> What the exercise asks: The answer is the line that contains "Could you locate every tree trunk" followed by every later line of the entries below, each repeated exactly, and nothing else.

> Exercise data:
- - -

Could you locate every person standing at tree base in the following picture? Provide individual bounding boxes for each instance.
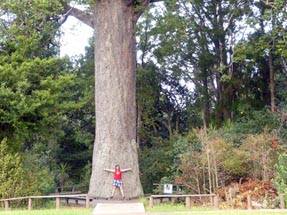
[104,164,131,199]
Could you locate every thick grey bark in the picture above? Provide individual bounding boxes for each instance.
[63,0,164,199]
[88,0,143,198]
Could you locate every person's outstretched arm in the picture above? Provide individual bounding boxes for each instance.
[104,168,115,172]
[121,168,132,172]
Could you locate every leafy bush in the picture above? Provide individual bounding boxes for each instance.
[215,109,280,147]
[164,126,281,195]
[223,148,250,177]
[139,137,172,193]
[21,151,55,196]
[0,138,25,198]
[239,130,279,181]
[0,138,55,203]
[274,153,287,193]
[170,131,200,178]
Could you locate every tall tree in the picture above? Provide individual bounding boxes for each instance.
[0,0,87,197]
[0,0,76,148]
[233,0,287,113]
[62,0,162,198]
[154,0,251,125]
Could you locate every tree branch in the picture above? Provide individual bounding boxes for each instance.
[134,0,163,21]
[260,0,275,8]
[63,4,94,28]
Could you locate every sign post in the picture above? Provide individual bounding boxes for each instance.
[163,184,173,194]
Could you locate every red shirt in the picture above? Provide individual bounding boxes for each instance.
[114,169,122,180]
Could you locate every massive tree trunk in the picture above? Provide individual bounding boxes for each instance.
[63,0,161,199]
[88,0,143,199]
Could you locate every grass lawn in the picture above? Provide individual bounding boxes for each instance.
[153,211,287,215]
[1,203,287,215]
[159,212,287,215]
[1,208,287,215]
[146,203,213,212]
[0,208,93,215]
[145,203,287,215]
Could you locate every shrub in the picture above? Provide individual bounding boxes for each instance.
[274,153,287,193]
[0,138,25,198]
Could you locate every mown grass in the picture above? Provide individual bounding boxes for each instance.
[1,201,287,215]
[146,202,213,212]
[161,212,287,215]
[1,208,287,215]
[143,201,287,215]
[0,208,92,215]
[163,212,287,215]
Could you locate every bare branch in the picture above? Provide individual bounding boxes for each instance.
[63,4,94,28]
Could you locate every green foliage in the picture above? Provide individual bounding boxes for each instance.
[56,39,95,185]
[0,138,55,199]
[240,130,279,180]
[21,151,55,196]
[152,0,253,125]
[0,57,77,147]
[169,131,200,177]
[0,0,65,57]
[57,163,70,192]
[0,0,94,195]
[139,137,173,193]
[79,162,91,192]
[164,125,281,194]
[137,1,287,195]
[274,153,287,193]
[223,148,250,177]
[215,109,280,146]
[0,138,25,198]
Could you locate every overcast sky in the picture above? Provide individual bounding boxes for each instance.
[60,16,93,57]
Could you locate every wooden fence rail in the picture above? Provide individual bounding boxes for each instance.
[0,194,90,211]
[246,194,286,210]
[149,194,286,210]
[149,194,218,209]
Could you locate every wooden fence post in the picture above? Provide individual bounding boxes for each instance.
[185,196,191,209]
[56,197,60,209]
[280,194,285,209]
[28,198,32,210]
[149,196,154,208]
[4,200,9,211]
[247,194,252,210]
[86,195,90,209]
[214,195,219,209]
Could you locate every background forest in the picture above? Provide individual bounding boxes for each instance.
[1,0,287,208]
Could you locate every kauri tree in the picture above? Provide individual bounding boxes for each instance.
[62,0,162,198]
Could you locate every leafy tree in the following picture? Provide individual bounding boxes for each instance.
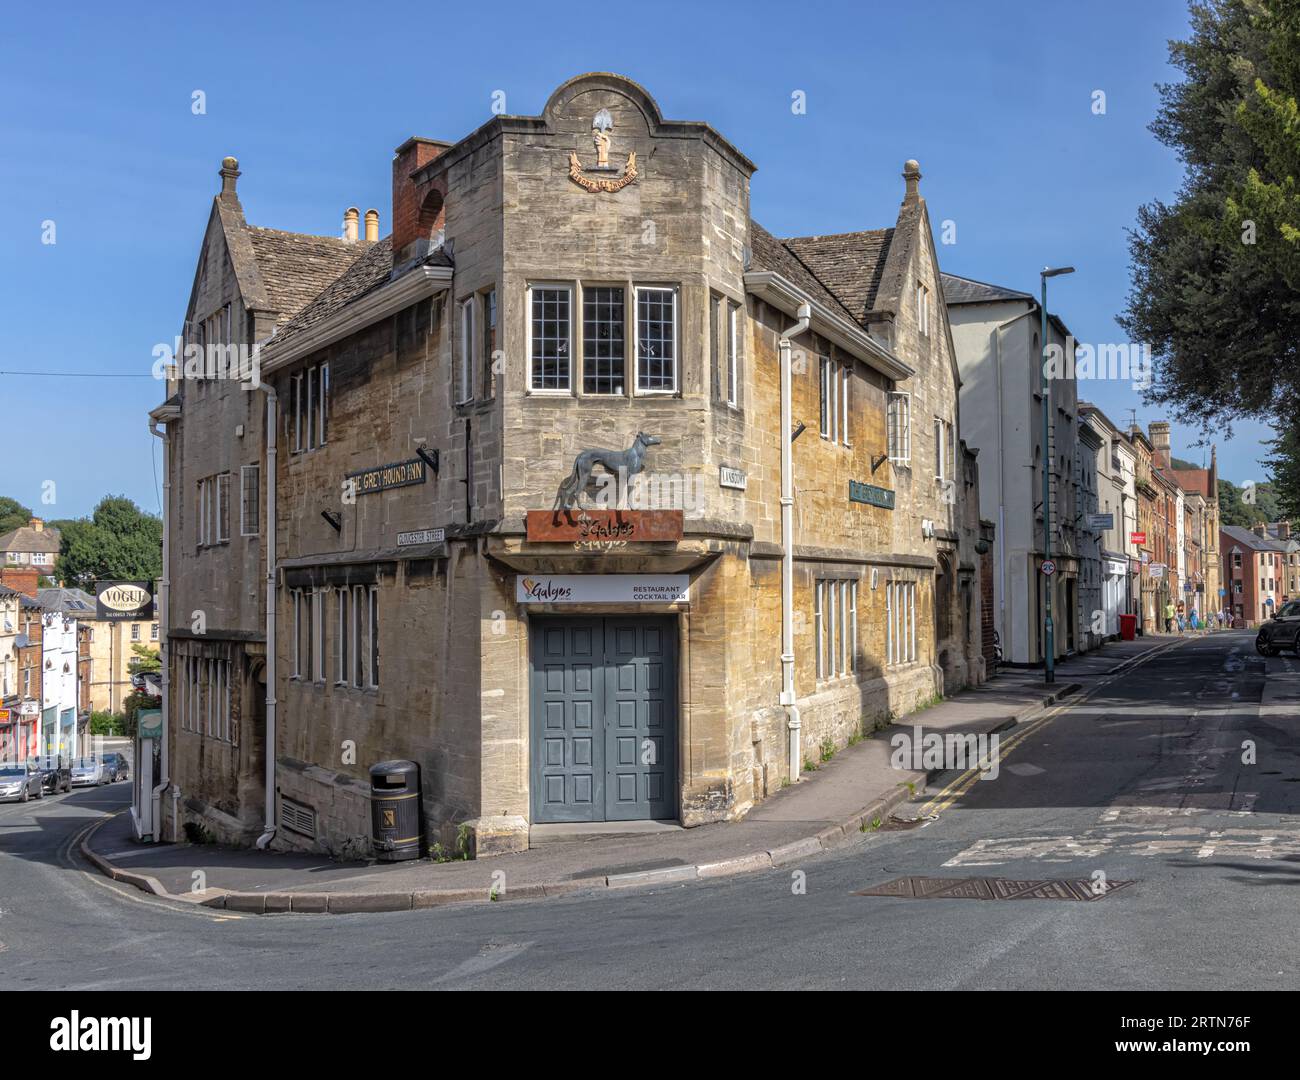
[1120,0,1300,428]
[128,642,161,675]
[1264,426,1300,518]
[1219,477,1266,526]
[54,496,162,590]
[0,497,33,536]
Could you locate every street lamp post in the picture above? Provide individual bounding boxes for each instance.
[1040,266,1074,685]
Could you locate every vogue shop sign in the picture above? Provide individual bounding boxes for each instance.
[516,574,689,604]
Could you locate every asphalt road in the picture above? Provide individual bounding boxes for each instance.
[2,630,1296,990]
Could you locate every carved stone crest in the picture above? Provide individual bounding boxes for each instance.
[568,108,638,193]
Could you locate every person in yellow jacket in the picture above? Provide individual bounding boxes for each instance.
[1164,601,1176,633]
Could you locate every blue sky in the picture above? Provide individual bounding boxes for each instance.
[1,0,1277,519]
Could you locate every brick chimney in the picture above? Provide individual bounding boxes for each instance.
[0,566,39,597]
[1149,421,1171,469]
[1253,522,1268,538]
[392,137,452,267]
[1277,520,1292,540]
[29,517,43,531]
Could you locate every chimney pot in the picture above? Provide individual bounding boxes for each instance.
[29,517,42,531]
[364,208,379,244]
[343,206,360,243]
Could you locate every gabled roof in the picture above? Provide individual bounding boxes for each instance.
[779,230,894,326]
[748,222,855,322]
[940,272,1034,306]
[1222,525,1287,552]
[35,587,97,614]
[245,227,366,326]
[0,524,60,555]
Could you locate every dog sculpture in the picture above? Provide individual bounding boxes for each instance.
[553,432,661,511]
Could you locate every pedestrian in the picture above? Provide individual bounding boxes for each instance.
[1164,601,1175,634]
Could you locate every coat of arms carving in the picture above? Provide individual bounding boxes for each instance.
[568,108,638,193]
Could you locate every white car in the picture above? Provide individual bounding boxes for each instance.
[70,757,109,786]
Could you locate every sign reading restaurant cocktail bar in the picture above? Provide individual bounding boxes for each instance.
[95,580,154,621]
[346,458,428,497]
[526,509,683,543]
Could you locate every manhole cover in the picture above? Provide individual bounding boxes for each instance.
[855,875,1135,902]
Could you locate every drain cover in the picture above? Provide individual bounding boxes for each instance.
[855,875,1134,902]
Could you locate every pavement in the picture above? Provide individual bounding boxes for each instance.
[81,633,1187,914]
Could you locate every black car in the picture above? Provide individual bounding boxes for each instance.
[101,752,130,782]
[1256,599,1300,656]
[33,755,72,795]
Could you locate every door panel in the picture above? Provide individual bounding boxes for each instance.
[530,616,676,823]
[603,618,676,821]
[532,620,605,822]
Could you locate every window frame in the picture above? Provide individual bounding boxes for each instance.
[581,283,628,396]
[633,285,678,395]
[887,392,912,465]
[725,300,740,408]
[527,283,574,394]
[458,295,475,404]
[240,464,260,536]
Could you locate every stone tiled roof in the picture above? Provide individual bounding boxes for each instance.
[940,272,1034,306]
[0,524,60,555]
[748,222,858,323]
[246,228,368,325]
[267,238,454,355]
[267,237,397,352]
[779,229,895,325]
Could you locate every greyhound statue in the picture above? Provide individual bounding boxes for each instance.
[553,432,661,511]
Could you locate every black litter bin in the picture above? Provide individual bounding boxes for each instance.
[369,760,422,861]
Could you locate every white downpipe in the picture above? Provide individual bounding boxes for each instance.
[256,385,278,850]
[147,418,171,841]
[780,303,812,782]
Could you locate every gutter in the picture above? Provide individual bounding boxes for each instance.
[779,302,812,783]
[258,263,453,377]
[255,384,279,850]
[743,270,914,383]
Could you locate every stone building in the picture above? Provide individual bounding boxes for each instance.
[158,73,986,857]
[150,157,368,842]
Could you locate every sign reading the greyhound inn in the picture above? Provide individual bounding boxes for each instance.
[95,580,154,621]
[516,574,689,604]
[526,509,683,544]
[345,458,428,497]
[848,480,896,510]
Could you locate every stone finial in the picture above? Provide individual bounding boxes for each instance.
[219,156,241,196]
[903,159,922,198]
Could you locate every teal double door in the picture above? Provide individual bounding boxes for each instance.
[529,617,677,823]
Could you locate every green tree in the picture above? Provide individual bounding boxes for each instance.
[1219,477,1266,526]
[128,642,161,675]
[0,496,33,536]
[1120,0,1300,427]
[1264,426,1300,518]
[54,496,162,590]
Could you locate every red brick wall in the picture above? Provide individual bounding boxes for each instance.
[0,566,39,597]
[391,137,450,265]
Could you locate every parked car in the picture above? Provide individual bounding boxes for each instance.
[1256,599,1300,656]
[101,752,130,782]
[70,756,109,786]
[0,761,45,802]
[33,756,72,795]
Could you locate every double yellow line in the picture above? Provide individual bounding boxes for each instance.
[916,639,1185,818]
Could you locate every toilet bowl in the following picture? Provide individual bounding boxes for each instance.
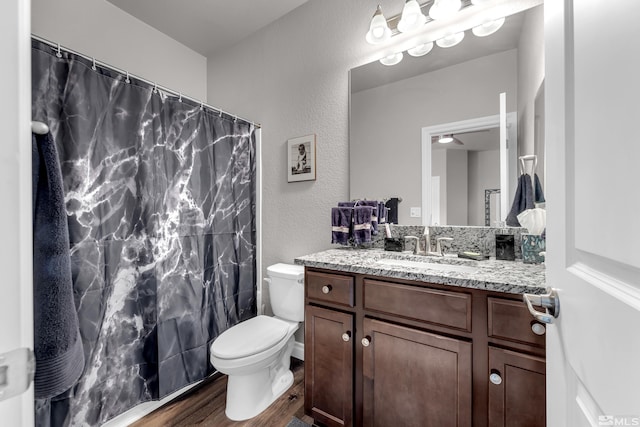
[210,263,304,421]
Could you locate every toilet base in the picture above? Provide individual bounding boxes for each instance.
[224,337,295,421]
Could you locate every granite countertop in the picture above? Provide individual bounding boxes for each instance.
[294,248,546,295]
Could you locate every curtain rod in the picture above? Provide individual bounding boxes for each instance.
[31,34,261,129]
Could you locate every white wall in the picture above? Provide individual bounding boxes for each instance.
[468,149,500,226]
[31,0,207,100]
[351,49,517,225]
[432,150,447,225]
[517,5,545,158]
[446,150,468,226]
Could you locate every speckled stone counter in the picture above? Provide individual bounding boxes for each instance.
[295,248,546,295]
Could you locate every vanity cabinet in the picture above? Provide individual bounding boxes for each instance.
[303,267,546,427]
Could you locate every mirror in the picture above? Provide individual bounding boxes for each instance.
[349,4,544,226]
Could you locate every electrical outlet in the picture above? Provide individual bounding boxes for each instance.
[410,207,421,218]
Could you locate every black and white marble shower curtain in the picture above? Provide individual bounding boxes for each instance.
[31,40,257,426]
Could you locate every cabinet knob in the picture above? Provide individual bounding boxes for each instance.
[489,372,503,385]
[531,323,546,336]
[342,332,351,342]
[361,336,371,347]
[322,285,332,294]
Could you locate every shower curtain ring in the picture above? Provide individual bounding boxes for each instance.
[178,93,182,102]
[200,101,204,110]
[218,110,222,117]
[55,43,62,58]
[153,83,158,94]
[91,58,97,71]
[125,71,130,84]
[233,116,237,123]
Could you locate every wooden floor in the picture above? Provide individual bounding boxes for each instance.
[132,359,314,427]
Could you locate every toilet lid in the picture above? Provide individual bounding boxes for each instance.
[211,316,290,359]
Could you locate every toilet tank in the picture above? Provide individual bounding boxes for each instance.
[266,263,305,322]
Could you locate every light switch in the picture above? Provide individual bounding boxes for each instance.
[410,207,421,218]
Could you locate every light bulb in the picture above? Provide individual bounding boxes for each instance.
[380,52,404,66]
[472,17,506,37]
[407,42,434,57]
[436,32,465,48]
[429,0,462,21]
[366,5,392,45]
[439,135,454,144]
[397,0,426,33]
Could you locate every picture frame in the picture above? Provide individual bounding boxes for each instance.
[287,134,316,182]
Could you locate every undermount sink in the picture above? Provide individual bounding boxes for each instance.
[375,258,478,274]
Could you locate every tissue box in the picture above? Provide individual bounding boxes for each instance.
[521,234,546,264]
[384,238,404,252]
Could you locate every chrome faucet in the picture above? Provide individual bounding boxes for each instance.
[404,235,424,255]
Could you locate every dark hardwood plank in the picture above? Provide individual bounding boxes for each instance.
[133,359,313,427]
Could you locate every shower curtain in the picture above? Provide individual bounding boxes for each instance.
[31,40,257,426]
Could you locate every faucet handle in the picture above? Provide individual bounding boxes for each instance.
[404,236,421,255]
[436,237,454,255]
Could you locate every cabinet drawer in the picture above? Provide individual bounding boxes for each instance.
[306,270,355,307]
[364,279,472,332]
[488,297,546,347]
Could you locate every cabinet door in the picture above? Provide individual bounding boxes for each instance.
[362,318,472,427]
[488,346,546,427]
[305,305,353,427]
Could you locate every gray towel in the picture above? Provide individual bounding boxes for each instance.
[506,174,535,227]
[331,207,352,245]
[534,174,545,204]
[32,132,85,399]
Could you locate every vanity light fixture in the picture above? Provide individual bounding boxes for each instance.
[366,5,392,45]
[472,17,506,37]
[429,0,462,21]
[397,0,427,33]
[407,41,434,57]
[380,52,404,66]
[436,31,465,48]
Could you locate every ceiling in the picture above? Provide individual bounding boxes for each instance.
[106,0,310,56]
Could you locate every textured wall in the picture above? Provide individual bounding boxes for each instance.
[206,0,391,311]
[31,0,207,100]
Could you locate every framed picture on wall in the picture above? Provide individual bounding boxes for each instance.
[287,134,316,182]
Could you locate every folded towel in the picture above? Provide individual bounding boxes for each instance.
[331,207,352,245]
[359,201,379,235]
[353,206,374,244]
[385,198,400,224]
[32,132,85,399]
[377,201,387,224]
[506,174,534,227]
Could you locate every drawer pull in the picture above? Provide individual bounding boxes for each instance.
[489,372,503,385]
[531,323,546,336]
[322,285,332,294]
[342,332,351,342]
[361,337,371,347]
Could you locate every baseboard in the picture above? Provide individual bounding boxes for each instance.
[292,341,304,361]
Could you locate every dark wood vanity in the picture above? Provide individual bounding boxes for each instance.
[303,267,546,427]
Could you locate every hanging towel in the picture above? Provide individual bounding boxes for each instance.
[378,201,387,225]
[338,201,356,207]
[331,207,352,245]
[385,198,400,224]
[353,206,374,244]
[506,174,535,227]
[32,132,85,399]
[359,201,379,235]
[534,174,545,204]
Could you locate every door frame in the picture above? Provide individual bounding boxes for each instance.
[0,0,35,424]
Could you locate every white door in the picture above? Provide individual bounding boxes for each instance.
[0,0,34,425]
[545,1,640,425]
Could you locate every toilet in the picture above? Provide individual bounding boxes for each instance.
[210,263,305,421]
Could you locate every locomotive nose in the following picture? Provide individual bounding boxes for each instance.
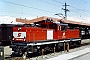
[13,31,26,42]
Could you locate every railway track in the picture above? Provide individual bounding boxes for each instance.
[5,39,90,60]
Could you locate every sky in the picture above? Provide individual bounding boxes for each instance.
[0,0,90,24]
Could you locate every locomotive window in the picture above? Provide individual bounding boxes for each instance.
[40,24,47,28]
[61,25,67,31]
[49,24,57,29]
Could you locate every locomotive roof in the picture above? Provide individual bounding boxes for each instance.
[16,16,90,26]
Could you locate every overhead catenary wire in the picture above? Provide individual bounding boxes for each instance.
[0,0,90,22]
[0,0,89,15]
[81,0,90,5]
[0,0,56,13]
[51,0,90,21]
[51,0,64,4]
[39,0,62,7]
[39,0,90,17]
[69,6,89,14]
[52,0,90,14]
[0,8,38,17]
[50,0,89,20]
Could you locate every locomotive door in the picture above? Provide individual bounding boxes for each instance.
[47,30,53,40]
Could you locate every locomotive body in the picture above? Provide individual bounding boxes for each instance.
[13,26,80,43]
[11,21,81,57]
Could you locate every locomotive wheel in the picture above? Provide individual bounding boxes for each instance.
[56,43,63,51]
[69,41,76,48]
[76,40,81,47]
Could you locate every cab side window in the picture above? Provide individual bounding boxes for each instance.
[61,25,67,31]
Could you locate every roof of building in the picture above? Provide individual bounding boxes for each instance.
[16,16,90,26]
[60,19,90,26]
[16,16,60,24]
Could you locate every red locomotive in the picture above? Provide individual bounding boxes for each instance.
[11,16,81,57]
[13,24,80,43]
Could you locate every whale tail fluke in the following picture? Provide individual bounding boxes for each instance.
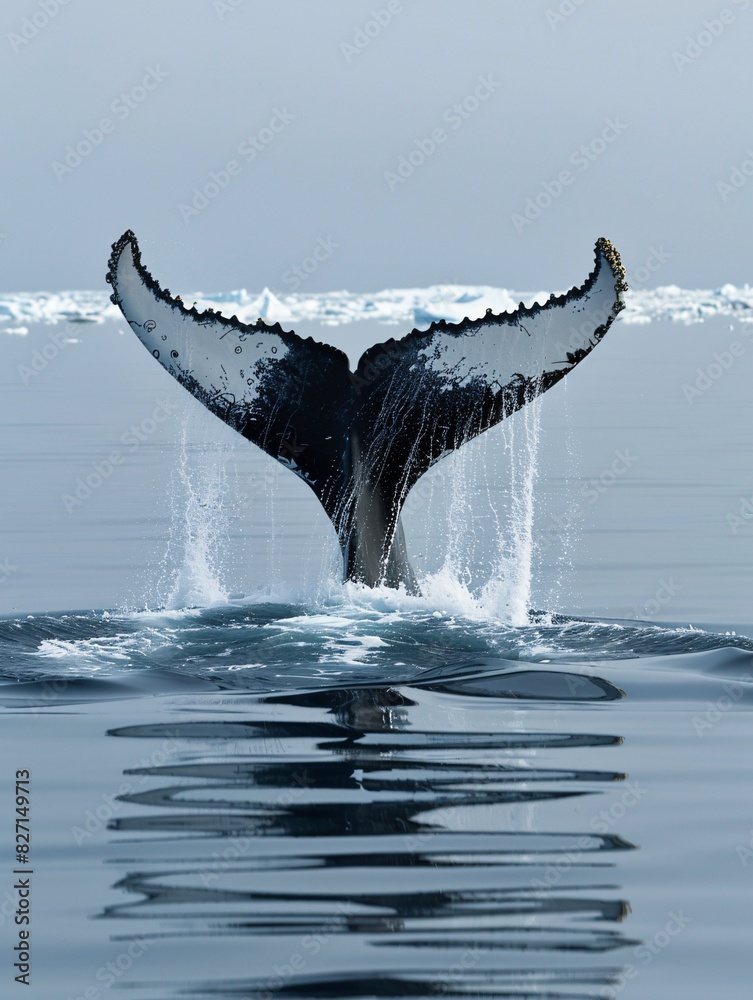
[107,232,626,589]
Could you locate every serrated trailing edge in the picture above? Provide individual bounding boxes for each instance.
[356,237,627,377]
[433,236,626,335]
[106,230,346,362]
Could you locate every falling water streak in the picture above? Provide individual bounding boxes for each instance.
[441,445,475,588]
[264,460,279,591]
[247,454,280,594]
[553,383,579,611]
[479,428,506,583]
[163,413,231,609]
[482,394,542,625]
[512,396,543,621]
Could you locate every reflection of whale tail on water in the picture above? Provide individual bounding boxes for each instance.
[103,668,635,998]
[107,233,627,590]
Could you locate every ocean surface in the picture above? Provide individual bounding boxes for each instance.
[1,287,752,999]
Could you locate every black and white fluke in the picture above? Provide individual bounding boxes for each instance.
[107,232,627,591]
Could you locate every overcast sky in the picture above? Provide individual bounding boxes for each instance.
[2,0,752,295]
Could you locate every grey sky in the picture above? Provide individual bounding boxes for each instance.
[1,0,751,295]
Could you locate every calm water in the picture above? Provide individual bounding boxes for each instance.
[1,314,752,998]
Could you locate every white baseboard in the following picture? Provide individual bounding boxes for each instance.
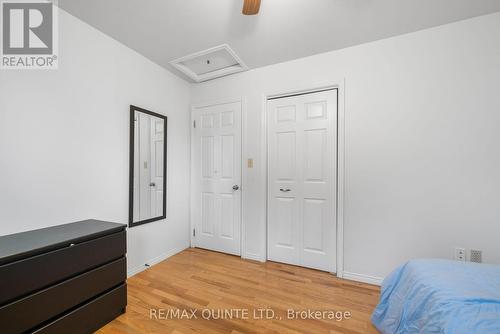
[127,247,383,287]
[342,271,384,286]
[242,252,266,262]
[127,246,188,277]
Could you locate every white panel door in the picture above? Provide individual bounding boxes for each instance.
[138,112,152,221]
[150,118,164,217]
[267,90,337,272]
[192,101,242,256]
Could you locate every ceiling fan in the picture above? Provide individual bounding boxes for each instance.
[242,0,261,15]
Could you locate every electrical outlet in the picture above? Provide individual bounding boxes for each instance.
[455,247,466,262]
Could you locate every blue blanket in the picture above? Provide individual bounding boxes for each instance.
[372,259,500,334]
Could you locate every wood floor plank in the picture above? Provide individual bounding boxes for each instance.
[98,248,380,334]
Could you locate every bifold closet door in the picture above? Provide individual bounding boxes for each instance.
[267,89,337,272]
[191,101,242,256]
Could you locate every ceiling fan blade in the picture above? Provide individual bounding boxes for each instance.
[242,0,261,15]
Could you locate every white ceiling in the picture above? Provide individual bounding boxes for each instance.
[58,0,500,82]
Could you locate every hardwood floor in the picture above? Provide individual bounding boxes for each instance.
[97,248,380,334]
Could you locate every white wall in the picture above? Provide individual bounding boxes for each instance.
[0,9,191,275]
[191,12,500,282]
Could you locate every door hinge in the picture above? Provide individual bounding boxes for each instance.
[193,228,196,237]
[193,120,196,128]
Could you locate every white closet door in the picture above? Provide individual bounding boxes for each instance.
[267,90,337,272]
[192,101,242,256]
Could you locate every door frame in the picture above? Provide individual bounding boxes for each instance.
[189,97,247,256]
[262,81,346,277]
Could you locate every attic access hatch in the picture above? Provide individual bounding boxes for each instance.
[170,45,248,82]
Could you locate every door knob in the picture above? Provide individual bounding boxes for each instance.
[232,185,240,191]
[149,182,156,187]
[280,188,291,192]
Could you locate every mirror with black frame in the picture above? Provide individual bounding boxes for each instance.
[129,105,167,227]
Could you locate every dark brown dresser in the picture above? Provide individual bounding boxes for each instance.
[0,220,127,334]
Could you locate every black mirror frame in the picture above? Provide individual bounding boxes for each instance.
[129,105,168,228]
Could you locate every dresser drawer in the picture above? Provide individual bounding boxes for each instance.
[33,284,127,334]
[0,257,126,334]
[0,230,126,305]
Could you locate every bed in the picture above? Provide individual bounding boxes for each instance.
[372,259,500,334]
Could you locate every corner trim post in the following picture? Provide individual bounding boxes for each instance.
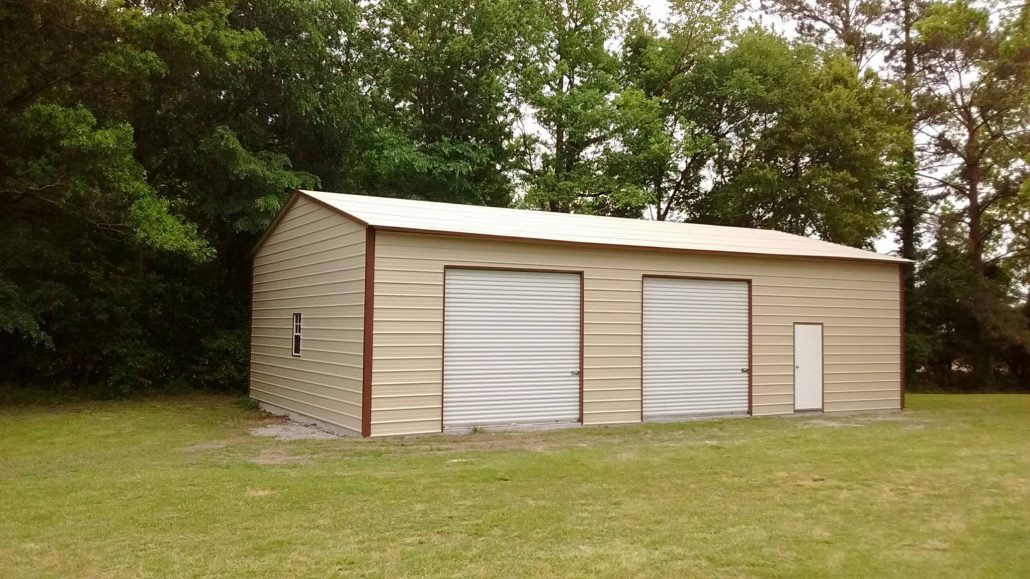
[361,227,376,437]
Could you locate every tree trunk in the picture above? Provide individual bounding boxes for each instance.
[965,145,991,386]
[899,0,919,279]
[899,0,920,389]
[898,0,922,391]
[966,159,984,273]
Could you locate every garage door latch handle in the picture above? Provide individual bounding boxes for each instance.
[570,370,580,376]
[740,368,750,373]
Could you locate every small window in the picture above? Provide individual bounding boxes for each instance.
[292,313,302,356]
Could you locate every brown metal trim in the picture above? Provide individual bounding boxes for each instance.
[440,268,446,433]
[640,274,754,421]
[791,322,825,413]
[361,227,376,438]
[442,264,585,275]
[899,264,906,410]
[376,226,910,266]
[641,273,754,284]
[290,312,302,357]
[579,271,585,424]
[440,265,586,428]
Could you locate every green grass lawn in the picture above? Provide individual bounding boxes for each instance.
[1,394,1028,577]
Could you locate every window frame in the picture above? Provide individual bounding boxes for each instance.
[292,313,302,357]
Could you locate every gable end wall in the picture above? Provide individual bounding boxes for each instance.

- - -

> Your solution:
Could you locate every tree trunk in the picture above? Provide individual bounding boxes for each instance.
[965,145,991,386]
[899,0,919,279]
[899,0,920,389]
[898,0,922,391]
[966,159,984,273]
Could you locate every garage door latch handle in the picture above? Provide individual bounding boxes for each instance.
[570,370,580,376]
[740,368,750,373]
Could you locate every small window in the picture above? Provide individual bounding boxes for each instance.
[292,313,302,356]
Could you locate every brown metal trim in the picture above? Provide individual bounding boxes for each instance.
[440,268,446,433]
[640,274,754,421]
[791,322,825,413]
[361,227,376,438]
[442,264,585,275]
[899,264,906,410]
[376,226,910,266]
[641,273,754,284]
[290,312,302,357]
[579,271,585,424]
[440,265,586,428]
Could you locate every green grass lawn in the picture above? Provide individual bounding boxes for each instance.
[1,394,1028,577]
Could you locate every window frame in the picture above? Provide individual bounding boxes for each instance.
[292,313,302,357]
Could you locate every gable end wall in the picture above? Provide individual bounding boxes for each instance.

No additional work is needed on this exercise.